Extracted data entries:
========

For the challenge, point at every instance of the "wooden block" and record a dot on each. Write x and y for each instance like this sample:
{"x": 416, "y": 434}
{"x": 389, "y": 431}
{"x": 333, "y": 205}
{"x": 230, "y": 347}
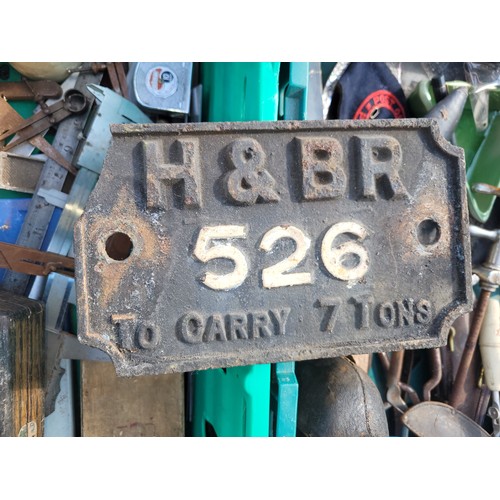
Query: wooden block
{"x": 139, "y": 406}
{"x": 21, "y": 366}
{"x": 363, "y": 361}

========

ABOUT THIS EXERCISE: Give the entries again word for word, but skip the pictures.

ANSWER BELOW:
For the challenge, point at every instance of the "wooden block" and record a dot on each. Write x and y for each instance like this sample:
{"x": 416, "y": 434}
{"x": 389, "y": 431}
{"x": 333, "y": 205}
{"x": 230, "y": 347}
Query: wooden block
{"x": 139, "y": 406}
{"x": 21, "y": 366}
{"x": 363, "y": 361}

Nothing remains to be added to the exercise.